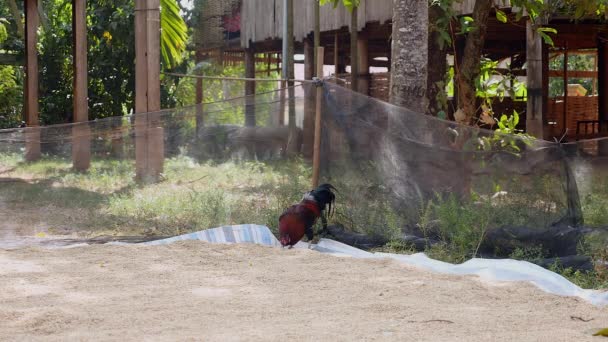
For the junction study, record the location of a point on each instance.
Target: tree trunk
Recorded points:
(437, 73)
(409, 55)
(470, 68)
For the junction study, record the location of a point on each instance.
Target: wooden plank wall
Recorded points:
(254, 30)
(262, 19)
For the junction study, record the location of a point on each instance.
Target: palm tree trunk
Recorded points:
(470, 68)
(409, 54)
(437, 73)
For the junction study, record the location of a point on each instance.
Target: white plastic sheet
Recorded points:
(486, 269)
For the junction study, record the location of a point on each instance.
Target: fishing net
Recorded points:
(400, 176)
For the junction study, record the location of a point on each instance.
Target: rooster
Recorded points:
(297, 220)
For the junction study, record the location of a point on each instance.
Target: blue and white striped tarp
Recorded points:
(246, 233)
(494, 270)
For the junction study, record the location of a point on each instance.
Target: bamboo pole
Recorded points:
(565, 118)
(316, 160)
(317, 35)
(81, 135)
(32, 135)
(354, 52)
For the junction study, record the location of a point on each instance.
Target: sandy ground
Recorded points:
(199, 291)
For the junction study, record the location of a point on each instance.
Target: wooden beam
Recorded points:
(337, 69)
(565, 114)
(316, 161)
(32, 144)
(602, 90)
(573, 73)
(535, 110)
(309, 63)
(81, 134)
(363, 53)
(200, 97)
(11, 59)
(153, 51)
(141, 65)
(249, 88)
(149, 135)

· · ·

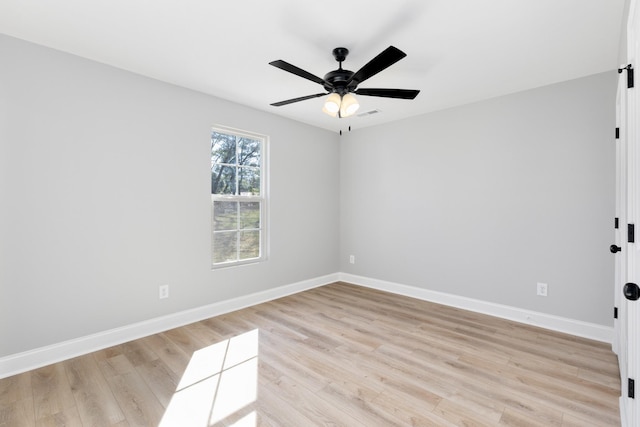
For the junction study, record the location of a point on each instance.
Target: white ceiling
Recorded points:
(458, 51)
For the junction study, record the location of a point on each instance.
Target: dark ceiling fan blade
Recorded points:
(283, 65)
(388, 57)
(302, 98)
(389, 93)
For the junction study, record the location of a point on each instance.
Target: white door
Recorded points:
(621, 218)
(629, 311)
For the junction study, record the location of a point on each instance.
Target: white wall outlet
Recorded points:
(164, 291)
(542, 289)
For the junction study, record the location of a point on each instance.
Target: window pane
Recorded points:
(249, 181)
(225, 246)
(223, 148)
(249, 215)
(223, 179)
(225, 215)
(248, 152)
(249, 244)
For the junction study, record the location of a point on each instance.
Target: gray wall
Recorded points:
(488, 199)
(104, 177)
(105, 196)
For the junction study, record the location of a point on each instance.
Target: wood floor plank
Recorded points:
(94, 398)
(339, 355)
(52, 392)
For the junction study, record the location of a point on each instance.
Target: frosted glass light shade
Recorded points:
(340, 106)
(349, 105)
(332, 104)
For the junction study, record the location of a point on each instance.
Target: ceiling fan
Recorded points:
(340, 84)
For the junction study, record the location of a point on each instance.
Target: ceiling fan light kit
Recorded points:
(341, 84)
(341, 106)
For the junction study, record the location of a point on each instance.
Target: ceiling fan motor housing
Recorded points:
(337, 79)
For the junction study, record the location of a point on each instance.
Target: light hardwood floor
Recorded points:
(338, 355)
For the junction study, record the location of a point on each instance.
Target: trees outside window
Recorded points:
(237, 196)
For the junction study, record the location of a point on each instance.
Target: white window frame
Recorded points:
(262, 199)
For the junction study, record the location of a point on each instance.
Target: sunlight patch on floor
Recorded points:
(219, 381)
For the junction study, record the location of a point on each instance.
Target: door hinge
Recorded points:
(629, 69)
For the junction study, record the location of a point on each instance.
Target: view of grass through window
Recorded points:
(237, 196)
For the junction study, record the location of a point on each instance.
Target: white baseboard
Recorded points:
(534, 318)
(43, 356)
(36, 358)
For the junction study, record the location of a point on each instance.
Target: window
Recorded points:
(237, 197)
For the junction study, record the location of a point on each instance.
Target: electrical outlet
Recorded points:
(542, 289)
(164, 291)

· · ·

All lines in the listing above from the line containing "Target: white wall outlet" to the line containing "Target: window pane", inclusive, should be retyped exactly; no other lines should appear.

Target: white wall outlet
Recorded points:
(164, 291)
(542, 289)
For the junction study, record the location of a point on each instance.
Target: window pane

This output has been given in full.